== Work instruction ==
Give the entries again, precisely as they were written.

*** Information shown Section Begins ***

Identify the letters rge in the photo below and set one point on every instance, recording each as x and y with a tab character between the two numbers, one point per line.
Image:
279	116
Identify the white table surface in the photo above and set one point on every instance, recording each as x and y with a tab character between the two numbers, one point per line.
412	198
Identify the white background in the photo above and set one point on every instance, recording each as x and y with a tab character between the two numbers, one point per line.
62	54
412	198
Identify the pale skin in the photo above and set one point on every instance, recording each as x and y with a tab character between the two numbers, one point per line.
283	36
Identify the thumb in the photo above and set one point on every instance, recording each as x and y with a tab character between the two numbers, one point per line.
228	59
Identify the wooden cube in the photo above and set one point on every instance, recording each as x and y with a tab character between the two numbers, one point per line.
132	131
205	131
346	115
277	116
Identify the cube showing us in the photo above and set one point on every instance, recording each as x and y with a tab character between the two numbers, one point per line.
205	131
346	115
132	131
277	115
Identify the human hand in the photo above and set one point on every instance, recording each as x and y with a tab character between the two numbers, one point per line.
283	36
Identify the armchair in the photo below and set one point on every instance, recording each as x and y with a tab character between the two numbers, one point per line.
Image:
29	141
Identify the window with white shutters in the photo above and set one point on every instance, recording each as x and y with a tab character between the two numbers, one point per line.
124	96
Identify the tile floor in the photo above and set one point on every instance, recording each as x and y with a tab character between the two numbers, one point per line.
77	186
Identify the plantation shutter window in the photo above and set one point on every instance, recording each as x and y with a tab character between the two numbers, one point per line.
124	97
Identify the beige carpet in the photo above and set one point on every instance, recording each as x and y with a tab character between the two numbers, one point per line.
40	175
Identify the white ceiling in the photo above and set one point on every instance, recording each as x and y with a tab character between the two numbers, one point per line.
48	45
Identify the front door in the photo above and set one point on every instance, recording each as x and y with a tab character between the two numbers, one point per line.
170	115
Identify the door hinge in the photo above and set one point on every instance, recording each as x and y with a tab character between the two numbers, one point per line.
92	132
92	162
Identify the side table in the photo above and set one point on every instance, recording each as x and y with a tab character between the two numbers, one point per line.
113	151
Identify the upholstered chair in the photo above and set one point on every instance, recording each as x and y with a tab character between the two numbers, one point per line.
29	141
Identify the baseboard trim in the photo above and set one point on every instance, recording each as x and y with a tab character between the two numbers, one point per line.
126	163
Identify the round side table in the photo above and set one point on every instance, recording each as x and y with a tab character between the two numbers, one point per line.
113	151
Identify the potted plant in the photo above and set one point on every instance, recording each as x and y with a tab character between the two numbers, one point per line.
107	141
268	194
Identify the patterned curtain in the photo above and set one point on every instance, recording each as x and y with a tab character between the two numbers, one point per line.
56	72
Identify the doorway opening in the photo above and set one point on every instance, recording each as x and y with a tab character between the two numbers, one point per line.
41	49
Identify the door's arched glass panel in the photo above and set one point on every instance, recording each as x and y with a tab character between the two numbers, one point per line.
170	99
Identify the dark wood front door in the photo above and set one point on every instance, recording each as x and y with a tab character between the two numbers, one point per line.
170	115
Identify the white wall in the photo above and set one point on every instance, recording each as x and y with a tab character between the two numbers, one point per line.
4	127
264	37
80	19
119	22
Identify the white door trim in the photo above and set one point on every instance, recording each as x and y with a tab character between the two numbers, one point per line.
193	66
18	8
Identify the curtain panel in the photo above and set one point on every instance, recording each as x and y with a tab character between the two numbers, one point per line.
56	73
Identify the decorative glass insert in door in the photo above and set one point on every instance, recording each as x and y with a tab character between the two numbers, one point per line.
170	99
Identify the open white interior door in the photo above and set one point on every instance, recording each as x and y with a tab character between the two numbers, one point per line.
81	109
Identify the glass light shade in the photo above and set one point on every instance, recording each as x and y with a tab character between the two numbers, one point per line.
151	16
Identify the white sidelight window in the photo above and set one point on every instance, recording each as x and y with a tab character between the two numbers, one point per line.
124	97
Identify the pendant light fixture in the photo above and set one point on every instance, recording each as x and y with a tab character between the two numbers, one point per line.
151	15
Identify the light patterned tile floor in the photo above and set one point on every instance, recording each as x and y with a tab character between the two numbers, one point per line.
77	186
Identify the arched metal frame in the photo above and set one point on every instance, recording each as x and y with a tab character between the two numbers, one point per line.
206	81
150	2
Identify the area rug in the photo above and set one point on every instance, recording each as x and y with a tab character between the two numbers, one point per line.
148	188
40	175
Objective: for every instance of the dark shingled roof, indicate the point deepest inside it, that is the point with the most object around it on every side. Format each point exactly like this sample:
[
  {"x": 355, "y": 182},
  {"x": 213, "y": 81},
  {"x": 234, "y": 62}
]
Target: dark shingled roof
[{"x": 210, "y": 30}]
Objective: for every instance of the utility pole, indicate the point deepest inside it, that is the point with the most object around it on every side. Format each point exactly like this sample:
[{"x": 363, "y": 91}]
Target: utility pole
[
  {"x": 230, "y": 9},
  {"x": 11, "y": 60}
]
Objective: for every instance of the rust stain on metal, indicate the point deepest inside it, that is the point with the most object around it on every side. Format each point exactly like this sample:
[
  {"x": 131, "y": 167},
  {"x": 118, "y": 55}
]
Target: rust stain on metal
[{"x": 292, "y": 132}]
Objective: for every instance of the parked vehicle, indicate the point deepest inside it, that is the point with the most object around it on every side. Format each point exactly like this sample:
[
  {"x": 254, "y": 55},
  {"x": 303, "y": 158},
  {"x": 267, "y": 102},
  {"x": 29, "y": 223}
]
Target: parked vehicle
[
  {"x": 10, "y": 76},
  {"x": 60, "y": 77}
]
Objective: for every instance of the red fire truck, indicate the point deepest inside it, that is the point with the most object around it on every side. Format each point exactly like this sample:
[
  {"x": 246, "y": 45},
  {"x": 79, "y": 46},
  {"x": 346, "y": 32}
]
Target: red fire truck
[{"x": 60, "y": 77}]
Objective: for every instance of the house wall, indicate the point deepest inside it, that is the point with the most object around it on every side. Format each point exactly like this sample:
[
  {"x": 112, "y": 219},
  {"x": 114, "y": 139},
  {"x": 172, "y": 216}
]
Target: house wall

*** Information shown Section Ends ***

== Task answer ==
Identify the letters rge in the photo below and set one point on every instance, recording each as x and y with a tab character between the two numbers, one point per line.
Image:
279	116
Identify the white table surface in the photo above and set one point on every instance, recording each as x and y with a tab character between the two numbers, one point per line.
412	198
Identify the white background in the photo above and set one point on every instance, recording each as x and y with a tab character between the two numbers, one point per line.
62	54
412	198
Identify the pale skin in the photo above and set one point on every instance, recording each as x and y with a tab character between the two numbers, one point per line.
283	36
Identify the thumb in the photo above and set one point on every instance, recording each as x and y with a tab character between the two numbers, one point per line.
228	59
Identify the wooden cube in the photo above and set one point on every instance, recording each as x and y with a tab character between the two numbers, one point per line.
132	131
205	131
346	115
277	116
Identify the cube showing us in the photo above and set one point on every instance, recording each as x and y with a tab character between the two numbers, one point per line.
205	131
346	115
132	131
277	115
Identify the human hand in the photo above and set one point on every instance, recording each as x and y with a tab character between the two numbers, one point per line.
283	36
Identify the armchair in the photo below and set one point on every instance, recording each as x and y with a tab character between the two numbers, one point per line.
Image:
29	141
Identify the window with white shutters in the photo above and set one point on every instance, recording each as x and y with a tab character between the two numbers, one point per line.
124	96
Identify the tile floor in the photo above and set one point on every instance, recording each as x and y with a tab character between the two numbers, one point per line.
77	186
Identify the plantation shutter window in the photo above and set one point on every instance, recording each as x and y with a tab character between the two numbers, one point per line.
124	97
Identify the beige carpet in the photo above and set one point on every instance, recording each as x and y with a tab character between the two numbers, one point per line.
40	175
Identify the white ceiling in the photo above and set one point on every instance, recording each as x and y with a tab character between the two numbers, one point per line.
48	45
Identify the front door in the photo above and set one point on every instance, recording each as x and y with a tab character between the two numbers, one point per line.
170	115
Identify the door hinge in the photo above and set one point on every instance, recording each as x and y with a tab character between the two numbers, one point per line.
92	132
92	162
Identify the side table in the photo above and set one point on every instance, recording each as x and y with a tab character between the two numbers, one point per line.
113	151
Identify the upholstered chair in the photo above and set one point on every instance, recording each as x and y with a tab character between the two numbers, one point per line.
29	141
Identify the baseboard trim in the photo above and set one point on every instance, recording each as x and y with a tab character between the two numbers, one point per line.
126	163
Identify the round side table in the photo above and set one point on every instance, recording each as x and y with a tab character between the two numbers, one point per line.
113	151
Identify the potted plant in the photo above and set one point on every instance, recording each as x and y with a tab character between the two numbers, one point per line.
107	141
268	194
Identify the patterned curtain in the photo above and set one point on every instance, recording each as x and y with a tab character between the two numbers, one point per line.
56	72
Identify the doorway opening in the photo above and set one point on every instance, recording each as x and y with a tab character between the two numbers, one point per line.
41	49
Identify the door's arched glass panel in the photo above and set one point on every instance, recording each as x and y with a tab character between the two numbers, one point per line.
170	99
Identify the dark wood front door in the photo above and set one point on every instance, recording each as x and y with a tab character between the two numbers, one point per line.
170	115
Identify the white wall in the photo above and set one point on every instance, recording each as x and y with a tab character between the two numbers, one point per line.
4	127
264	37
80	19
119	22
Identify the white door trim in the photo above and set one point on every instance, recording each as x and y with a tab character between the two numbers, one point per line.
193	66
18	8
Identify the curtain panel in the photo above and set one point on every instance, recording each as x and y with a tab character between the two numbers, one point per line.
56	73
Identify the decorative glass insert in door in the photo above and set one point on every instance, recording each as x and y with a tab character between the two numbers, one point per line.
170	99
Identify the open white interior door in the photo above and set one point on every instance, recording each as x and y with a tab character between the two numbers, one point per line.
81	109
Identify the glass light shade in the photo above and set one point on every instance, recording each as x and y with a tab character between the two numbers, one point per line.
151	16
Identify the white sidelight window in the photo above and set one point on every instance, recording each as x and y with a tab character between the two numbers, one point per line.
124	97
Identify the pendant light fixture in the photo above and set one point on every instance, recording each as x and y with a tab character between the two numbers, one point per line.
151	15
Identify the light patterned tile floor in the photo above and set one point on every instance, recording each as x and y with a tab character between the two numbers, one point per line.
77	186
Identify the arched metal frame in the photo above and set one point on every instance, recording each as x and y with a tab character between the two numbers, one point per line.
206	81
150	2
Identify the area rug in the photo above and set one point on every instance, recording each as x and y with a tab character between the two numbers, one point per line.
148	188
40	175
Objective: for every instance of the dark shingled roof, indicate the point deepest inside it, that is the point with the most object around it on every side. Format each point exactly like this sample:
[
  {"x": 355, "y": 182},
  {"x": 213, "y": 81},
  {"x": 234, "y": 62}
]
Target: dark shingled roof
[{"x": 210, "y": 30}]
Objective: for every instance of the utility pole, indicate the point deepest inside it, that is the point with the most object around it on every side. Format each point exactly like this sample:
[{"x": 363, "y": 91}]
Target: utility pole
[
  {"x": 230, "y": 9},
  {"x": 11, "y": 60}
]
Objective: for every instance of the rust stain on metal, indicate the point deepest inside it, that is the point with the most object around it on every side. Format each point exactly like this sample:
[
  {"x": 131, "y": 167},
  {"x": 118, "y": 55}
]
Target: rust stain on metal
[{"x": 292, "y": 132}]
Objective: for every instance of the parked vehicle, indicate the point deepest inside it, that is the point with the most object around it on every side. Format each point exactly like this sample:
[
  {"x": 254, "y": 55},
  {"x": 303, "y": 158},
  {"x": 267, "y": 102},
  {"x": 29, "y": 223}
]
Target: parked vehicle
[
  {"x": 10, "y": 76},
  {"x": 60, "y": 77}
]
Objective: for every instance of the red fire truck, indicate the point deepest inside it, that is the point with the most object around it on every side. Format each point exactly like this sample:
[
  {"x": 246, "y": 45},
  {"x": 79, "y": 46},
  {"x": 346, "y": 32}
]
Target: red fire truck
[{"x": 60, "y": 77}]
Objective: for every instance of the house wall, indicate the point deepest inside it, that is the point with the most object around it on every side. Format each point exactly like this sample:
[
  {"x": 112, "y": 219},
  {"x": 114, "y": 139},
  {"x": 172, "y": 216}
]
Target: house wall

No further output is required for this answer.